━━━ 所给摘录 ━━━

# 数据预处理（json2xlsx）

In [2]:
import os
import json
from datetime import datetime


def merge_json_files(keyword, dir_path, output_path_prefix):
    """
    合并目录下某关键词相关的 JSON 文件，分别合并主 JSON、评论和用户信息。
    
    :param keyword: 关键词，例如 'liziqi' 或 'black-myth'
    :param dir_path: 输入目录路径
    :param output_path_prefix: 输出文件路径前缀，例如 './new_tweets/liziqi_merged'
    """
    # 筛选出与关键词相关的文件
    keyword_files = [f for f in os.listdir(dir_path) if f.startswith(keyword)]
    main_files = sorted([f for f in keyword_files if "_comments" not in f and "_user_info" not in f])
    comment_files = sorted([f for f in keyword_files if "_comments" in f])
    user_info_files = sorted([f for f in keyword_files if "_user_info" in f])

    # 合并 JSON 数据
    merged_main_data = []  # 用列表存储主数据
    merged_comment_data = {}
    merged_user_info_data = []

    # 合并主文件
    for file in main_files:
        file_path = os.path.join(dir_path, file)
        with open(file_path, "r", encoding="utf-8") as f:
            data = json.load(f)
            # 将所有 Tweet 数据合并到列表中
            merged_main_data.extend(data.values())

    # 合并评论文件
    for file in comment_files:
        file_path = os.path.join(dir_path, file)
        with open(file_path, "r", encoding="utf-8") as f:
            data = json.load(f)
            merged_comment_data.update(data)

    # 合并用户信息文件
    for file in user_info_files:
        file_path = os.path.join(dir_path, file)
        with open(file_path, "r", encoding="utf-8") as f:
            data = json.load(f)
            merged_user_info_data.extend(data)

━━━ 数据摘录 ━━━

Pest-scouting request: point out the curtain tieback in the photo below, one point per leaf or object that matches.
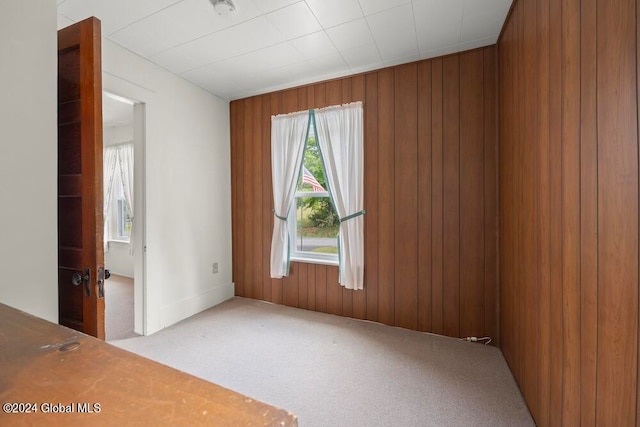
(282, 218)
(354, 215)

━━━

(练习) 把所给摘录从头到尾一字不差地转录出来。 这些数据与所给摘录毫无关联。

(练习结果)
# 数据预处理（json2xlsx）

In [2]:
import os
import json
from datetime import datetime


def merge_json_files(keyword, dir_path, output_path_prefix):
    """
    合并目录下某关键词相关的 JSON 文件，分别合并主 JSON、评论和用户信息。
    
    :param keyword: 关键词，例如 'liziqi' 或 'black-myth'
    :param dir_path: 输入目录路径
    :param output_path_prefix: 输出文件路径前缀，例如 './new_tweets/liziqi_merged'
    """
    # 筛选出与关键词相关的文件
    keyword_files = [f for f in os.listdir(dir_path) if f.startswith(keyword)]
    main_files = sorted([f for f in keyword_files if "_comments" not in f and "_user_info" not in f])
    comment_files = sorted([f for f in keyword_files if "_comments" in f])
    user_info_files = sorted([f for f in keyword_files if "_user_info" in f])

    # 合并 JSON 数据
    merged_main_data = []  # 用列表存储主数据
    merged_comment_data = {}
    merged_user_info_data = []

    # 合并主文件
    for file in main_files:
        file_path = os.path.join(dir_path, file)
        with open(file_path, "r", encoding="utf-8") as f:
            data = json.load(f)
            # 将所有 Tweet 数据合并到列表中
            merged_main_data.extend(data.values())

    # 合并评论文件
    for file in comment_files:
        file_path = os.path.join(dir_path, file)
        with open(file_path, "r", encoding="utf-8") as f:
            data = json.load(f)
            merged_comment_data.update(data)

    # 合并用户信息文件
    for file in user_info_files:
        file_path = os.path.join(dir_path, file)
        with open(file_path, "r", encoding="utf-8") as f:
            data = json.load(f)
            merged_user_info_data.extend(data)